## Excerpted text
FIG. 2 is a sectional schematic diagram of an electrochemical test
cell, used for measuring the cathode potentials of the various
cathode electrodes of the examples below.
Test cell I, made of tetrafluoroethylene ("TFE"), is divided by
membrane 2 into two chambers, cathode chamber 10 and anode chamber
20. Membrane 2, which is placed between two TFE separators 3 and 4
sealed in place by caustic resistant gaskets 5 and 6, respectively,
is made of a homogeneous film 7 miles thick of 1200 equivalent
weight perfluorosulfonic acid resin which has been chemically
modified by ethylene diamine converting a depth of 1.5 mils to the
perfluorosulfonamide laminated with a "T-12" tetrafluoroethylene
filament fabric, marketed by the DuPont Company under the trademark
Nafion.RTM. 227.
A circular titanium anode 21 of two square centimeters area coated
with a titanium oxide-ruthenium oxide mixed crystal is installed at
the end of the anode current collector 22 in anode chamber 20.

## Data provided

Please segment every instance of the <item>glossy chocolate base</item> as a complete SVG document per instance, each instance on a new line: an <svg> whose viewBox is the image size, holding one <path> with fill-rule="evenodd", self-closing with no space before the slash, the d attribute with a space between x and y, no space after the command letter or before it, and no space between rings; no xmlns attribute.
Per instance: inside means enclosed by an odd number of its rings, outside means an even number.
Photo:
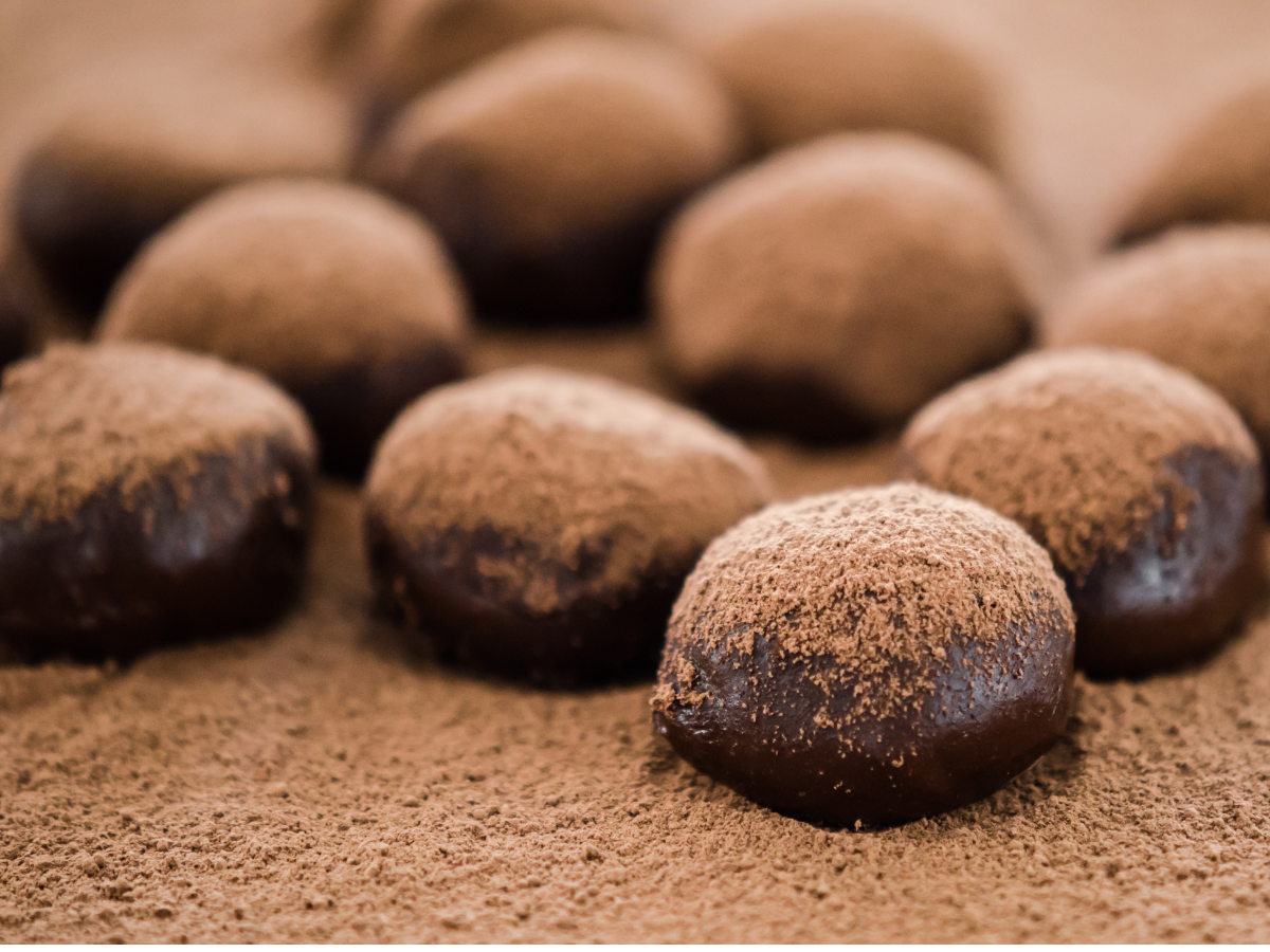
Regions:
<svg viewBox="0 0 1270 952"><path fill-rule="evenodd" d="M27 660L127 660L274 619L298 590L312 479L269 446L201 459L184 500L159 479L131 508L112 489L71 519L0 522L0 640Z"/></svg>
<svg viewBox="0 0 1270 952"><path fill-rule="evenodd" d="M831 658L794 659L762 636L748 656L710 651L707 640L672 633L660 680L678 699L654 712L657 731L754 802L831 826L898 824L988 796L1062 736L1073 697L1060 619L991 658L963 640L921 711L884 720L862 713L855 683L819 687L818 673L837 675ZM674 680L685 660L698 673L687 693Z"/></svg>
<svg viewBox="0 0 1270 952"><path fill-rule="evenodd" d="M95 319L145 241L207 192L123 187L56 152L36 152L15 192L18 232L50 289Z"/></svg>
<svg viewBox="0 0 1270 952"><path fill-rule="evenodd" d="M312 421L323 468L359 479L398 414L415 397L460 380L465 372L462 354L436 344L399 353L390 363L345 363L304 386L283 386Z"/></svg>
<svg viewBox="0 0 1270 952"><path fill-rule="evenodd" d="M1144 538L1086 579L1067 579L1076 664L1093 678L1142 675L1210 652L1264 584L1260 467L1200 449L1166 466L1194 504L1170 496Z"/></svg>
<svg viewBox="0 0 1270 952"><path fill-rule="evenodd" d="M514 548L532 557L493 529L451 531L414 548L368 508L366 543L381 605L443 661L546 687L650 677L690 567L650 578L634 592L597 598L582 586L599 562L584 561L578 569L544 565L561 592L574 588L577 594L564 608L540 614L481 575L484 559L503 561ZM602 548L597 546L597 560L603 559Z"/></svg>

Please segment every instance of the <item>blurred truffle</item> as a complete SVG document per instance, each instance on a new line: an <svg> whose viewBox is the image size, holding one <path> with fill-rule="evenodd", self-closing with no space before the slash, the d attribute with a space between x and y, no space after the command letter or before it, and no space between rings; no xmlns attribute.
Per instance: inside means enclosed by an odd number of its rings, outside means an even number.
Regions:
<svg viewBox="0 0 1270 952"><path fill-rule="evenodd" d="M903 133L796 146L693 201L654 272L664 359L711 413L823 439L899 423L1030 334L992 176Z"/></svg>
<svg viewBox="0 0 1270 952"><path fill-rule="evenodd" d="M732 29L705 56L765 150L846 129L899 129L997 160L987 74L969 52L903 17L777 8Z"/></svg>
<svg viewBox="0 0 1270 952"><path fill-rule="evenodd" d="M1270 227L1181 228L1106 258L1045 330L1055 347L1129 348L1189 371L1270 458Z"/></svg>
<svg viewBox="0 0 1270 952"><path fill-rule="evenodd" d="M262 175L342 175L347 102L281 75L119 77L56 124L17 185L20 236L51 288L95 317L141 244L217 188Z"/></svg>
<svg viewBox="0 0 1270 952"><path fill-rule="evenodd" d="M1270 221L1270 85L1184 129L1121 207L1113 230L1120 245L1179 223Z"/></svg>
<svg viewBox="0 0 1270 952"><path fill-rule="evenodd" d="M444 658L573 684L650 674L692 564L771 493L691 410L519 368L401 414L367 476L366 539L382 600Z"/></svg>
<svg viewBox="0 0 1270 952"><path fill-rule="evenodd" d="M424 222L353 185L272 180L217 193L155 236L100 335L260 371L309 411L324 465L359 472L401 407L462 374L469 322Z"/></svg>
<svg viewBox="0 0 1270 952"><path fill-rule="evenodd" d="M1076 664L1140 675L1218 645L1261 585L1256 444L1222 397L1128 350L1019 358L923 409L900 476L1021 524L1076 609Z"/></svg>
<svg viewBox="0 0 1270 952"><path fill-rule="evenodd" d="M380 0L366 41L371 135L428 86L499 50L561 27L622 29L634 0Z"/></svg>
<svg viewBox="0 0 1270 952"><path fill-rule="evenodd" d="M314 438L268 381L149 344L56 345L0 388L0 638L131 658L277 617Z"/></svg>
<svg viewBox="0 0 1270 952"><path fill-rule="evenodd" d="M441 231L481 314L634 314L665 216L737 156L730 102L654 41L561 30L419 98L372 162Z"/></svg>

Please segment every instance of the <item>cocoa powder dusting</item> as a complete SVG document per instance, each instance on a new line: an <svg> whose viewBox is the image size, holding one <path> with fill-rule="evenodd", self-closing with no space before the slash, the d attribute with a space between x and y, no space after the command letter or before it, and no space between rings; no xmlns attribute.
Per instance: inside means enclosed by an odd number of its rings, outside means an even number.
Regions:
<svg viewBox="0 0 1270 952"><path fill-rule="evenodd" d="M853 716L885 718L922 708L955 638L991 656L1053 613L1071 625L1049 556L1017 526L978 503L895 484L743 519L688 576L669 637L705 625L710 652L749 655L762 636L784 652L780 664L832 656L837 665L813 680L828 679L827 693L859 685ZM677 674L691 687L693 671ZM673 701L663 685L653 706Z"/></svg>
<svg viewBox="0 0 1270 952"><path fill-rule="evenodd" d="M963 383L909 424L899 470L1019 522L1081 579L1190 490L1167 461L1189 448L1257 459L1231 407L1190 374L1128 350L1021 357Z"/></svg>
<svg viewBox="0 0 1270 952"><path fill-rule="evenodd" d="M527 543L489 556L481 574L549 614L565 595L545 565L577 571L608 539L603 567L583 584L594 595L629 592L652 569L691 565L772 490L744 444L700 414L602 377L525 368L408 407L366 491L411 543L451 527Z"/></svg>
<svg viewBox="0 0 1270 952"><path fill-rule="evenodd" d="M71 518L94 493L124 505L156 479L184 498L210 454L286 439L316 453L300 407L249 371L147 344L58 344L0 388L0 520Z"/></svg>

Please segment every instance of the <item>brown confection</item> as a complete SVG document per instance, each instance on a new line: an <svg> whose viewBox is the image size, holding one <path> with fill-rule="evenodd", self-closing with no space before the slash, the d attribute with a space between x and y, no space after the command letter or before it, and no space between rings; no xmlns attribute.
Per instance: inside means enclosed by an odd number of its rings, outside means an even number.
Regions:
<svg viewBox="0 0 1270 952"><path fill-rule="evenodd" d="M309 411L323 463L361 472L419 393L462 376L467 308L415 216L340 183L235 187L157 235L119 278L107 339L206 350Z"/></svg>
<svg viewBox="0 0 1270 952"><path fill-rule="evenodd" d="M441 231L483 314L634 314L654 236L735 157L718 83L649 39L560 30L420 96L373 176Z"/></svg>
<svg viewBox="0 0 1270 952"><path fill-rule="evenodd" d="M968 52L904 17L776 6L729 30L705 57L765 150L843 129L903 129L988 164L998 157L987 75Z"/></svg>
<svg viewBox="0 0 1270 952"><path fill-rule="evenodd" d="M1114 244L1179 223L1270 221L1270 85L1194 122L1123 203Z"/></svg>
<svg viewBox="0 0 1270 952"><path fill-rule="evenodd" d="M636 25L631 0L381 0L371 14L370 131L428 86L537 33Z"/></svg>
<svg viewBox="0 0 1270 952"><path fill-rule="evenodd" d="M382 599L446 658L545 683L646 674L683 576L771 493L690 410L503 371L392 424L367 476L367 548Z"/></svg>
<svg viewBox="0 0 1270 952"><path fill-rule="evenodd" d="M340 96L273 75L170 74L140 71L89 94L22 168L22 239L86 316L150 235L217 188L348 169L352 122Z"/></svg>
<svg viewBox="0 0 1270 952"><path fill-rule="evenodd" d="M1076 664L1093 675L1205 654L1260 586L1252 437L1217 393L1143 354L1049 350L963 383L909 424L899 471L1049 550Z"/></svg>
<svg viewBox="0 0 1270 952"><path fill-rule="evenodd" d="M0 641L130 658L274 618L309 533L314 439L282 392L141 344L57 345L0 388Z"/></svg>
<svg viewBox="0 0 1270 952"><path fill-rule="evenodd" d="M1181 228L1104 259L1046 316L1055 347L1143 350L1195 374L1270 451L1270 227Z"/></svg>
<svg viewBox="0 0 1270 952"><path fill-rule="evenodd" d="M988 796L1058 740L1073 645L1063 583L1008 519L923 486L829 493L710 545L653 722L773 810L902 823Z"/></svg>
<svg viewBox="0 0 1270 952"><path fill-rule="evenodd" d="M0 228L0 367L27 353L30 341L32 312L23 278L18 249Z"/></svg>
<svg viewBox="0 0 1270 952"><path fill-rule="evenodd" d="M696 199L654 270L662 353L729 423L837 438L1022 347L1022 232L997 183L902 133L829 136Z"/></svg>

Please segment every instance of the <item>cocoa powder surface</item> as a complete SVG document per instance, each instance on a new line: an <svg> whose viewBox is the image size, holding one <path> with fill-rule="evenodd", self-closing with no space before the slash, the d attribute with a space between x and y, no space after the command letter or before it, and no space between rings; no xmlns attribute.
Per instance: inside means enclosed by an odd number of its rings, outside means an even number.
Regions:
<svg viewBox="0 0 1270 952"><path fill-rule="evenodd" d="M246 44L226 1L0 8L23 25L0 30L0 72L20 80L0 84L0 119L103 42L193 42L164 17ZM1011 66L1022 180L1073 258L1120 145L1162 132L1214 63L1270 63L1260 5L907 6L982 29ZM0 141L0 168L22 141ZM667 387L638 333L486 334L475 363L526 348ZM785 498L884 481L894 457L892 439L757 447ZM1067 736L993 797L851 833L686 768L652 732L646 684L546 693L408 655L367 614L359 534L353 490L325 484L302 604L259 637L124 670L0 668L6 939L1270 941L1264 611L1185 671L1077 675Z"/></svg>

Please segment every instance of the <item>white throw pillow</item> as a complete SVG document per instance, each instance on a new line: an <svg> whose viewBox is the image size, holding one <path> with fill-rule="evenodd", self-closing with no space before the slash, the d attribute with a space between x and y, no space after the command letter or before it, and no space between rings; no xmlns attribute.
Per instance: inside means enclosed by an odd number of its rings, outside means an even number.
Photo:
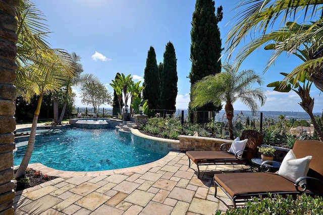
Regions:
<svg viewBox="0 0 323 215"><path fill-rule="evenodd" d="M243 140L240 140L239 137L236 138L236 139L232 142L231 147L229 149L228 152L235 155L235 154L237 153L237 152L238 152L238 151L243 150L246 147L246 144L247 143L247 141L248 141L248 139L244 139ZM239 153L238 155L240 156L241 155L242 155L243 153L243 152L241 152Z"/></svg>
<svg viewBox="0 0 323 215"><path fill-rule="evenodd" d="M300 177L306 176L312 156L296 159L293 150L290 150L283 160L278 175L295 183Z"/></svg>

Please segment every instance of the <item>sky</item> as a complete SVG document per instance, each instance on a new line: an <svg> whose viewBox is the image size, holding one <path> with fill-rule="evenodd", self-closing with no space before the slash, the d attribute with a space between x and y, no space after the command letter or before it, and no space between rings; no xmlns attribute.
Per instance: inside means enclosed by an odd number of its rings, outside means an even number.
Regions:
<svg viewBox="0 0 323 215"><path fill-rule="evenodd" d="M216 0L216 7L223 7L223 19L218 24L222 47L227 48L227 35L236 24L234 16L237 0ZM177 58L178 92L177 109L187 109L190 83L187 77L191 69L190 49L191 22L195 9L194 0L33 0L42 12L51 33L46 39L52 48L75 52L81 57L83 73L93 74L113 95L110 86L117 73L131 75L133 80L143 82L144 70L150 46L156 53L157 64L163 62L166 44L171 41ZM249 40L246 39L246 41ZM222 63L233 63L224 56ZM279 73L289 73L301 61L288 55L280 56L275 64L263 73L271 56L271 51L263 48L249 55L239 70L251 69L261 75L264 84L261 87L267 99L260 111L295 111L304 110L294 92L279 93L266 86L281 81ZM255 85L254 87L258 87ZM81 102L80 91L74 89L76 107L85 107ZM313 112L321 113L323 99L320 91L312 85L310 95L314 98ZM109 107L109 105L103 105ZM235 110L249 109L239 101Z"/></svg>

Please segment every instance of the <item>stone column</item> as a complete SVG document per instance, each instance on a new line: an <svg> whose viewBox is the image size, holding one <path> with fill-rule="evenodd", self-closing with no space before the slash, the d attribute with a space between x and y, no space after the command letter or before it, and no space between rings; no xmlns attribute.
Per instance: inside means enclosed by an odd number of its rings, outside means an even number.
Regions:
<svg viewBox="0 0 323 215"><path fill-rule="evenodd" d="M13 150L15 111L17 36L15 6L19 0L0 0L0 214L13 214L15 191Z"/></svg>
<svg viewBox="0 0 323 215"><path fill-rule="evenodd" d="M135 114L134 117L136 119L136 124L139 127L141 124L146 124L148 116L145 114Z"/></svg>

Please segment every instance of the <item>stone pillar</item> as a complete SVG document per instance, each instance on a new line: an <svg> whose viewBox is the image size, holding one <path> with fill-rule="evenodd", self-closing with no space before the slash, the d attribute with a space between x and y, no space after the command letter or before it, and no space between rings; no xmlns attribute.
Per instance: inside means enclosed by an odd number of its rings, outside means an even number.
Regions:
<svg viewBox="0 0 323 215"><path fill-rule="evenodd" d="M148 116L145 114L135 114L133 116L134 118L136 119L136 124L138 127L141 124L145 125L147 122L147 118Z"/></svg>
<svg viewBox="0 0 323 215"><path fill-rule="evenodd" d="M0 0L0 214L13 214L15 191L13 150L15 111L17 36L16 7L19 0Z"/></svg>
<svg viewBox="0 0 323 215"><path fill-rule="evenodd" d="M130 121L130 113L123 113L122 114L122 123L124 125L127 124L127 122Z"/></svg>

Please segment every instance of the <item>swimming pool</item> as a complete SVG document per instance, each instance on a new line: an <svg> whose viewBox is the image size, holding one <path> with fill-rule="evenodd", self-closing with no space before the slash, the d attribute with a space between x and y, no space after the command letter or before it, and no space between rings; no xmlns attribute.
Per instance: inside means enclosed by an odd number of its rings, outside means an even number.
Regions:
<svg viewBox="0 0 323 215"><path fill-rule="evenodd" d="M27 144L16 144L15 165L21 163ZM165 155L138 148L114 129L71 128L37 136L29 163L61 170L94 171L147 164Z"/></svg>

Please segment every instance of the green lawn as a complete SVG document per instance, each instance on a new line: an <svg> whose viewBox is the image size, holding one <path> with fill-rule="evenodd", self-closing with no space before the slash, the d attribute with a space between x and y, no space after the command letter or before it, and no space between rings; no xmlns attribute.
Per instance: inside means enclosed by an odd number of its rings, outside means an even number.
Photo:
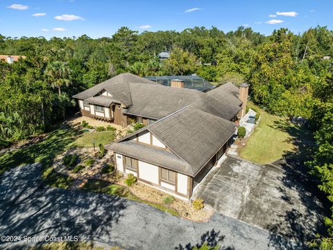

## Written request
In the excerpted text, what is the circular titanium anode coated with?

## Output for this task
A titanium oxide-ruthenium oxide mixed crystal.